> **DETALLES DEL PROBLEMA**
Reúne todas las líneas de los datos que contengan la palabra "mower" y cópialas.

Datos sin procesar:

──────────

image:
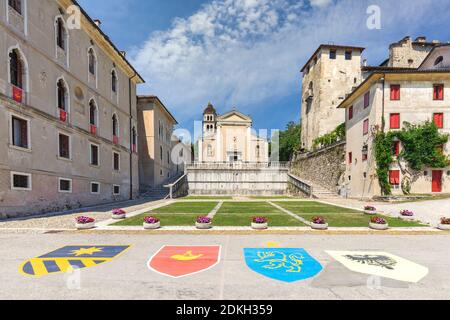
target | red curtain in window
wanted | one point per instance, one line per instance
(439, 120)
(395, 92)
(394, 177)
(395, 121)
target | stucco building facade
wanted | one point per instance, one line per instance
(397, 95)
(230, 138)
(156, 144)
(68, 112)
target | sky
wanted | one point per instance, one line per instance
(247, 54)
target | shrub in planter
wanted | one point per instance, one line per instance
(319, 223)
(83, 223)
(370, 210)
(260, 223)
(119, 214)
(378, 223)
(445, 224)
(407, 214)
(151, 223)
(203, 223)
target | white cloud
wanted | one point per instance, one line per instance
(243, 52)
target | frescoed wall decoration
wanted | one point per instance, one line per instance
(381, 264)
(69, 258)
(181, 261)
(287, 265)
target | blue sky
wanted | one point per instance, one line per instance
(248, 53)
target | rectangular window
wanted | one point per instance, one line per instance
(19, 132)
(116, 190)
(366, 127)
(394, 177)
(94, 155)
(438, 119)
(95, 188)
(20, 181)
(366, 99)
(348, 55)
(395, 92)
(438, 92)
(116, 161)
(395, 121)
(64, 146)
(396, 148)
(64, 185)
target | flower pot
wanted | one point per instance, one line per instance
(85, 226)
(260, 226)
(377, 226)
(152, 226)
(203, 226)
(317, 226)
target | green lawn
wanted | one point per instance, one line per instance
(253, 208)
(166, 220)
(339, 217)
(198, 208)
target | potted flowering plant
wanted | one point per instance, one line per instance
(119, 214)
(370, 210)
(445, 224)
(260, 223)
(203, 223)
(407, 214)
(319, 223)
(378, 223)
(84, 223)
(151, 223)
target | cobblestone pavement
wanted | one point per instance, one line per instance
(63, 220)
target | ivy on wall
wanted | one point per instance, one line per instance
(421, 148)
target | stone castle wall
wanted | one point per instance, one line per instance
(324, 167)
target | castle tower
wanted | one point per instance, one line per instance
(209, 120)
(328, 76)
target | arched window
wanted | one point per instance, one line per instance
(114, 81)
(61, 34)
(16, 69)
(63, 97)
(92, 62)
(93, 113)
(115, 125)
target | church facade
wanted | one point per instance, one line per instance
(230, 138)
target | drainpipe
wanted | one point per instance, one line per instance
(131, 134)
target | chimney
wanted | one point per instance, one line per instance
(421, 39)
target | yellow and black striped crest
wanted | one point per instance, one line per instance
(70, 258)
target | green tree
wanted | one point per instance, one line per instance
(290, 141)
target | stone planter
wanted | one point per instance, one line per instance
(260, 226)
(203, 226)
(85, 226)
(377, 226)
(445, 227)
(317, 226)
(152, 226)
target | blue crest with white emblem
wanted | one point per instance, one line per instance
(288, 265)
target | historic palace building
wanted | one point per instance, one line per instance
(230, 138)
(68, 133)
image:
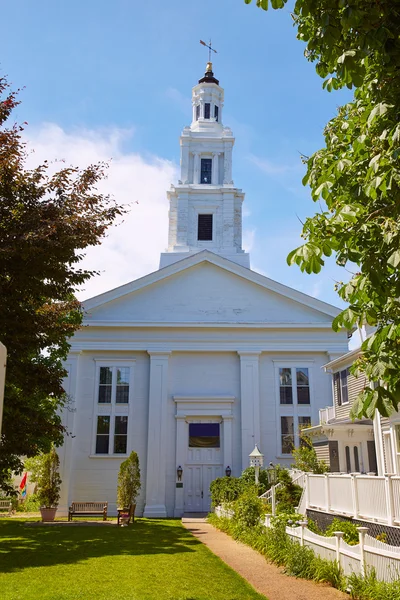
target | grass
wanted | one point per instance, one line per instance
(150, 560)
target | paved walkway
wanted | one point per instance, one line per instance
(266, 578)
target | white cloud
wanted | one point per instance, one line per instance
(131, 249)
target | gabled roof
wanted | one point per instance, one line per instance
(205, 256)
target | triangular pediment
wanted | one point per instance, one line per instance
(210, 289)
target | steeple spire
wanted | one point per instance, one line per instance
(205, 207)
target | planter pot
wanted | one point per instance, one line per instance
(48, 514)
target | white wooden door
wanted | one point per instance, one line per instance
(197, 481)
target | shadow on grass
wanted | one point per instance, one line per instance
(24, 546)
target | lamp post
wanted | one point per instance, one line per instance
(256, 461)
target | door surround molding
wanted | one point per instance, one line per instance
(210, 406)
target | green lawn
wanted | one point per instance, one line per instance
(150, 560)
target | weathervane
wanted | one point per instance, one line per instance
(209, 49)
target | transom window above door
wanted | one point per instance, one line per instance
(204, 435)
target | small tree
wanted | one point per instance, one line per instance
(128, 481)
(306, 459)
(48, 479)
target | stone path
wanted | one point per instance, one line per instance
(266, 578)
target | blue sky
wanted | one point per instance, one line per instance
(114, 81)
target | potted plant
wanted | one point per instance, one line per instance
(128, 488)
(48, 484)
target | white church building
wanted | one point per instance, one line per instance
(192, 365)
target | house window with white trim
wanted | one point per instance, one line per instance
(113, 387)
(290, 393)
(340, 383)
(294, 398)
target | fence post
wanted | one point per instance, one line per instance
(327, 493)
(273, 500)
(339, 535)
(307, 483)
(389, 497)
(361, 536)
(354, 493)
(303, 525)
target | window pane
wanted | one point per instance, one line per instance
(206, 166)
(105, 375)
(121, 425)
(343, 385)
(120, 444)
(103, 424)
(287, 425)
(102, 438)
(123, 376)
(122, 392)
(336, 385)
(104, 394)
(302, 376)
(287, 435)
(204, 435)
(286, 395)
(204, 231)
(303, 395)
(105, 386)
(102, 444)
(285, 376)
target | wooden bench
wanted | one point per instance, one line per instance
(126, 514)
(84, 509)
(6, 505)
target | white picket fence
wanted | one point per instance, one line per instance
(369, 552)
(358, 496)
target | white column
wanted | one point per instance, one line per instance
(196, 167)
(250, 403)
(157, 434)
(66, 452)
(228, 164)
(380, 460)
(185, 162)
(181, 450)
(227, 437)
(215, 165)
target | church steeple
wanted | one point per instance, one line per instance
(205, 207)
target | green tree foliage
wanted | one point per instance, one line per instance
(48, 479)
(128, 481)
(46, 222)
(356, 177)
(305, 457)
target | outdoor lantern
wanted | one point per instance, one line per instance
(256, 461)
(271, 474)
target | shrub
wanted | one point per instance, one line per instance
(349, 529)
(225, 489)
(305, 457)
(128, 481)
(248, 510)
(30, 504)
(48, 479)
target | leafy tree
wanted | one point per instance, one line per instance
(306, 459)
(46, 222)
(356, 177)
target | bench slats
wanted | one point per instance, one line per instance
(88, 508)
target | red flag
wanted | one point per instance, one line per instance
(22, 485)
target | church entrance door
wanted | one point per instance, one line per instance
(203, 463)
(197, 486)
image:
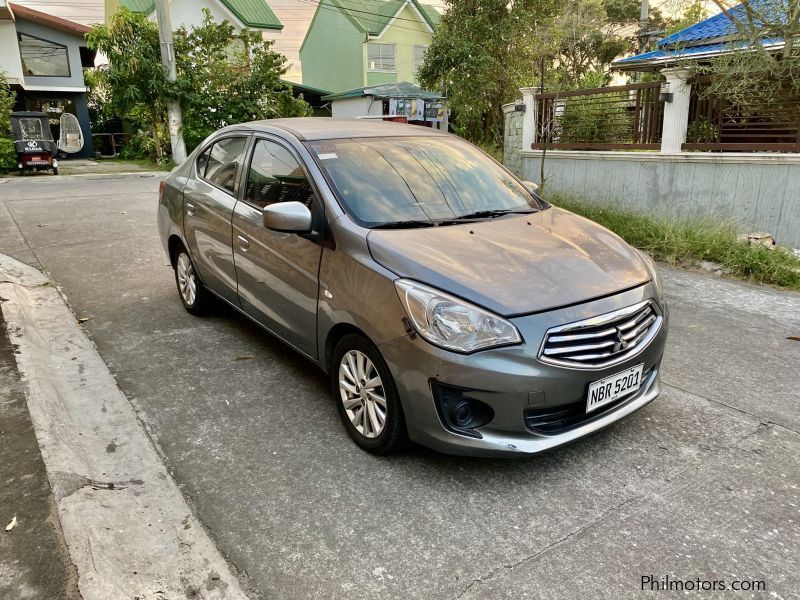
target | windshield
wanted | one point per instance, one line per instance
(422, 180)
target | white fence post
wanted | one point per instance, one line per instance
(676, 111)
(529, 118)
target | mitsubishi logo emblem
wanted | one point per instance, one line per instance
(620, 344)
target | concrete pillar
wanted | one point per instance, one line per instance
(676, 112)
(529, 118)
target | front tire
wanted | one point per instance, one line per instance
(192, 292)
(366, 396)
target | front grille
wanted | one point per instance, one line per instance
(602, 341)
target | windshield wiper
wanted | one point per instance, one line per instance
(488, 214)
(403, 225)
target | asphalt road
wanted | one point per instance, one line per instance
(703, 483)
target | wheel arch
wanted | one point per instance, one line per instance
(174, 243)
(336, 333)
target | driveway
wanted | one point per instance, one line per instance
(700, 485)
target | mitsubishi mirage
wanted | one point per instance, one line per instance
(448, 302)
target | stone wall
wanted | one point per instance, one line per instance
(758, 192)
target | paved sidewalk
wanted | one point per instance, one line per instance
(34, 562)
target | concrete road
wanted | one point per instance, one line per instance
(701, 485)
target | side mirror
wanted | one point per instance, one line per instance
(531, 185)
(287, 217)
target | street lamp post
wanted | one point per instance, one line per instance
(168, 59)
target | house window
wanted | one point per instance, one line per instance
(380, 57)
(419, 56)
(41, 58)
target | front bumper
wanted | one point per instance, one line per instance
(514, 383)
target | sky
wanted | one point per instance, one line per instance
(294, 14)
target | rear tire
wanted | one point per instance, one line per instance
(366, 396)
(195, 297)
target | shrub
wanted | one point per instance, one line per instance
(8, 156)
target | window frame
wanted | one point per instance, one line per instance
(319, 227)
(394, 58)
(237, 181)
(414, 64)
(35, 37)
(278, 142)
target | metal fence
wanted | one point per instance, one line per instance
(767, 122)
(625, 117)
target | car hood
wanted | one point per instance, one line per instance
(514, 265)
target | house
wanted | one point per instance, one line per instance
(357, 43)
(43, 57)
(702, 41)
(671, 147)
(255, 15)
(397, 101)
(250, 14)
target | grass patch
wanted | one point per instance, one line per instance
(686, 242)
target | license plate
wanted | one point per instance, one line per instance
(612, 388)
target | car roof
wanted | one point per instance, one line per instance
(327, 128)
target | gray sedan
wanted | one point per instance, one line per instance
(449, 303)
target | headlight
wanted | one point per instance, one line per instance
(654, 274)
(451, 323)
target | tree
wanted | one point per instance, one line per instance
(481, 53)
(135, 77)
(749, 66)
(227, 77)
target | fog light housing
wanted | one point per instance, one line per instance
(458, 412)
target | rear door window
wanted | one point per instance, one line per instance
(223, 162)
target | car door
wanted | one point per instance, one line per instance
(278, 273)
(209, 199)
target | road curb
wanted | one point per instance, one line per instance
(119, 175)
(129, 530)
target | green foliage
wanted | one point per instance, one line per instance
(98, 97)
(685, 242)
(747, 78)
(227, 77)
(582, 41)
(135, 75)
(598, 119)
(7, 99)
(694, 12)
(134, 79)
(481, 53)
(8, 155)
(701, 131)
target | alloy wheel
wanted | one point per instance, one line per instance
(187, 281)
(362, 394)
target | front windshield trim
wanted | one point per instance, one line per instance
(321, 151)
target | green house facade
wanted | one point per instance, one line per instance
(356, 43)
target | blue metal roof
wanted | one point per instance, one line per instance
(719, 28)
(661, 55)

──────────

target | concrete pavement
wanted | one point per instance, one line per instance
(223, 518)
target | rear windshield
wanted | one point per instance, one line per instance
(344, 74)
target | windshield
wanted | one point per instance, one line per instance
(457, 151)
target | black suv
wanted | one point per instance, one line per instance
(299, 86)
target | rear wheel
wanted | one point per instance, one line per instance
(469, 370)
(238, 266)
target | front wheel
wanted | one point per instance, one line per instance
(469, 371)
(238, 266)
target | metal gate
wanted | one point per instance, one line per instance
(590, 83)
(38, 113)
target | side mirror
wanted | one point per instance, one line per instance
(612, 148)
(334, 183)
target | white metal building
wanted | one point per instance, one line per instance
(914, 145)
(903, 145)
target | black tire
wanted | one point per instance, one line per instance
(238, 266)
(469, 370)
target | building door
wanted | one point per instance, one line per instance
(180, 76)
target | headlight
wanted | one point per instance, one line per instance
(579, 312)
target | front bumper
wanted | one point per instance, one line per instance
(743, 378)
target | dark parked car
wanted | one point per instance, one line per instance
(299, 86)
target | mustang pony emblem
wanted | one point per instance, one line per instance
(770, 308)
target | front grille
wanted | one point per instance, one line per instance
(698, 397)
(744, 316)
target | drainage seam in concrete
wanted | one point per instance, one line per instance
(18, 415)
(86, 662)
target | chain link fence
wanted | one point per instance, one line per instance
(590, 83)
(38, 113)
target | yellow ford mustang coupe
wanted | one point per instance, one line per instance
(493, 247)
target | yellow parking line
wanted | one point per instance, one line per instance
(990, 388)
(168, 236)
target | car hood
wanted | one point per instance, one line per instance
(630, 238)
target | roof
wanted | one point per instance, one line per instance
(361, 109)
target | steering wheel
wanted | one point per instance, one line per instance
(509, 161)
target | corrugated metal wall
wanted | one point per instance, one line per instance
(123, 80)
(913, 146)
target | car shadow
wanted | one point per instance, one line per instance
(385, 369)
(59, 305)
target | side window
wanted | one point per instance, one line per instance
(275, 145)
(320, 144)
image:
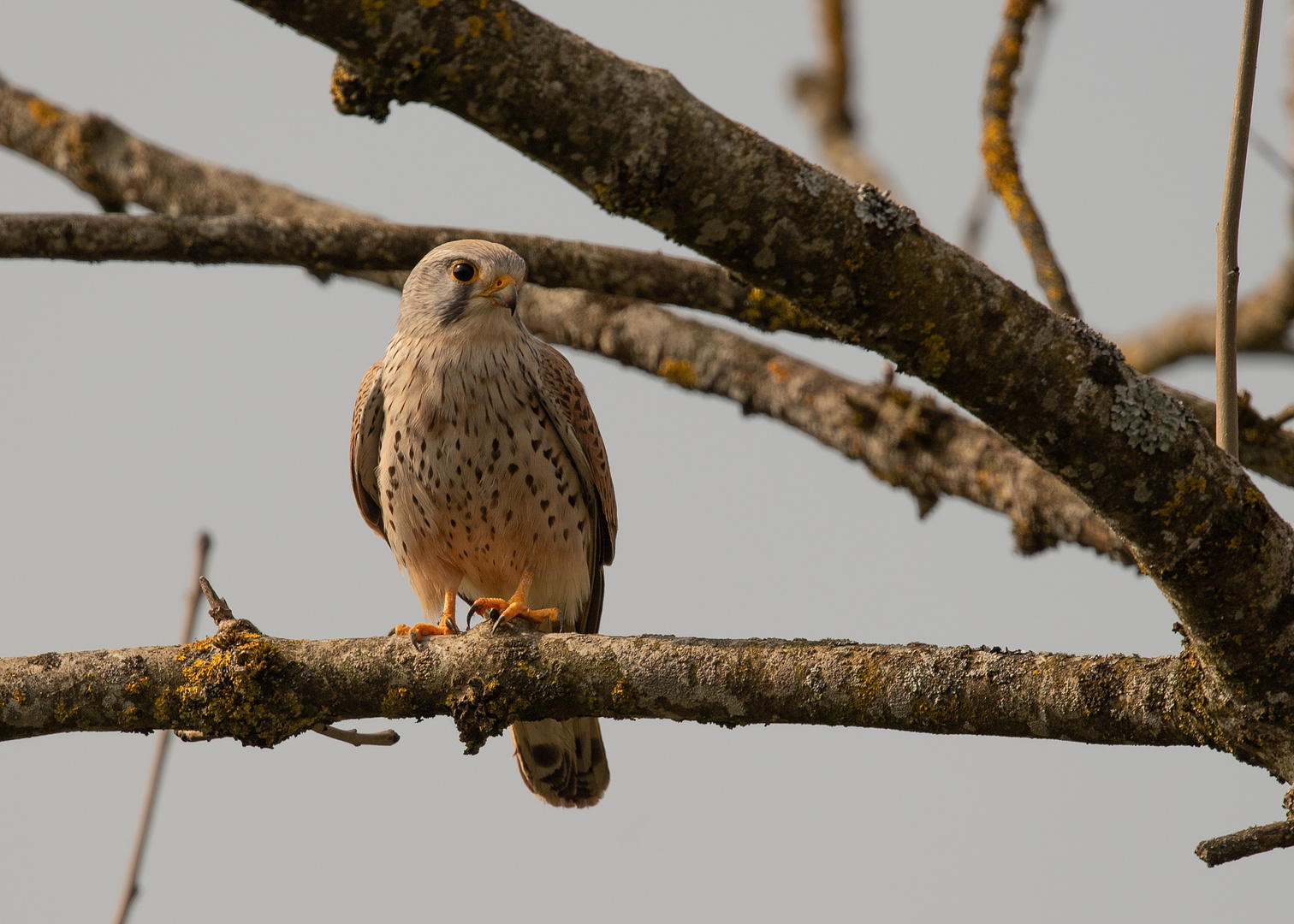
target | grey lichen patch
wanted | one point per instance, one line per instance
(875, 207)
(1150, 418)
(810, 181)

──────────

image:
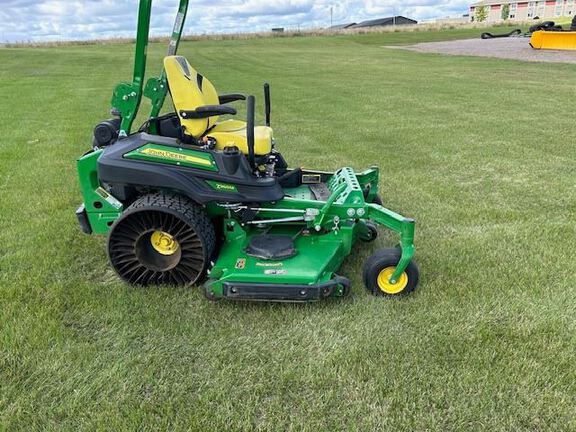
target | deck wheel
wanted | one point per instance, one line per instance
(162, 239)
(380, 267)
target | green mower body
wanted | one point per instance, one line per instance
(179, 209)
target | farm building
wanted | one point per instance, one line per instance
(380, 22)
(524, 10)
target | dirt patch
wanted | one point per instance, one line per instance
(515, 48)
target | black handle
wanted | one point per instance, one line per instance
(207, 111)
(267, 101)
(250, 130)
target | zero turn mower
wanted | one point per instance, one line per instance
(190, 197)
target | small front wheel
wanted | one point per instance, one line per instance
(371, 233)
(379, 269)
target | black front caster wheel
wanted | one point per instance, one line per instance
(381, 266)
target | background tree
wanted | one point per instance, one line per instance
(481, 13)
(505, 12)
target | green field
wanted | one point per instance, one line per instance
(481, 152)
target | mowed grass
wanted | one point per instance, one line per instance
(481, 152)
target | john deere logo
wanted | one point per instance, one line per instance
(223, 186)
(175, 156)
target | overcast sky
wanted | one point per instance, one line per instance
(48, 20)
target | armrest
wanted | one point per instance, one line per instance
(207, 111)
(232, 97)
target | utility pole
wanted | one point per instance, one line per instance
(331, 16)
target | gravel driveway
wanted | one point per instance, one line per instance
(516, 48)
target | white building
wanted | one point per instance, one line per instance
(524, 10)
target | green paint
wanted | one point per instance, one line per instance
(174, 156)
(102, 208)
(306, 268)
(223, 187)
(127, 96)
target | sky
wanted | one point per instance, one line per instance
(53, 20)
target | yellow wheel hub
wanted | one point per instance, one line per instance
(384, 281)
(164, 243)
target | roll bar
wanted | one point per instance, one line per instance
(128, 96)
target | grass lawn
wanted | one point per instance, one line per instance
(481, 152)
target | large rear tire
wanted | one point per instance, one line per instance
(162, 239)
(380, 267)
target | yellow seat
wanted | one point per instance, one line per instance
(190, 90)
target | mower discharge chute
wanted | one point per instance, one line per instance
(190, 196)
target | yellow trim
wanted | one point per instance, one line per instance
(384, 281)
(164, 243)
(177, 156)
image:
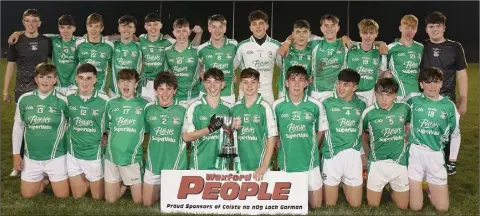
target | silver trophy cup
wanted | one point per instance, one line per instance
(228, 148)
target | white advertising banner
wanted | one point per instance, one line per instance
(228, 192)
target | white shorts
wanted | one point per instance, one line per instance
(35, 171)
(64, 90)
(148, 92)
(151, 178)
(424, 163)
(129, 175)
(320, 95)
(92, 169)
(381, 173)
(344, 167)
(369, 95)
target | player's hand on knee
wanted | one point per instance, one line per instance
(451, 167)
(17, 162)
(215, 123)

──────────

> **RESULTADO DE LA TAREA**
target | green mower body
target | zero turn mower
target | mower discharge chute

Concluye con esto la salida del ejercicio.